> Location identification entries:
....

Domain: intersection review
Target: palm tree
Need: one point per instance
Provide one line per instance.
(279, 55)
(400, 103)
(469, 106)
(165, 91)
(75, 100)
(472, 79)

....

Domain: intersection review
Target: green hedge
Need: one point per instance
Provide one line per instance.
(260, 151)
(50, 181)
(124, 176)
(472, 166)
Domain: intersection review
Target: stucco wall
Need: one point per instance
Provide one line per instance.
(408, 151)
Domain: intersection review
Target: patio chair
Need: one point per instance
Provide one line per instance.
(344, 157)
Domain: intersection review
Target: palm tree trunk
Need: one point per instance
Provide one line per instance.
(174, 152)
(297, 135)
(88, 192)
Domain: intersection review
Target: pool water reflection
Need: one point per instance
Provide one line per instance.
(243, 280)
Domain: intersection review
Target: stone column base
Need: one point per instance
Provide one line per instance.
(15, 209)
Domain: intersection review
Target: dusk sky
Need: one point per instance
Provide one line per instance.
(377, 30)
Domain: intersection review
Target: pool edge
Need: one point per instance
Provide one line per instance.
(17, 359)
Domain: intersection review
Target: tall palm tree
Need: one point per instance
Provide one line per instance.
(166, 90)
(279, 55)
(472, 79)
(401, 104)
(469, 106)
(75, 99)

....

> YOUR OBJECTIVE: Locate every line above that contains the string "palm", matching case exactly, and copy each of those lines.

> RESULT OF THE TASK:
Target: palm tree
Target: palm tree trunk
Target: tall palm tree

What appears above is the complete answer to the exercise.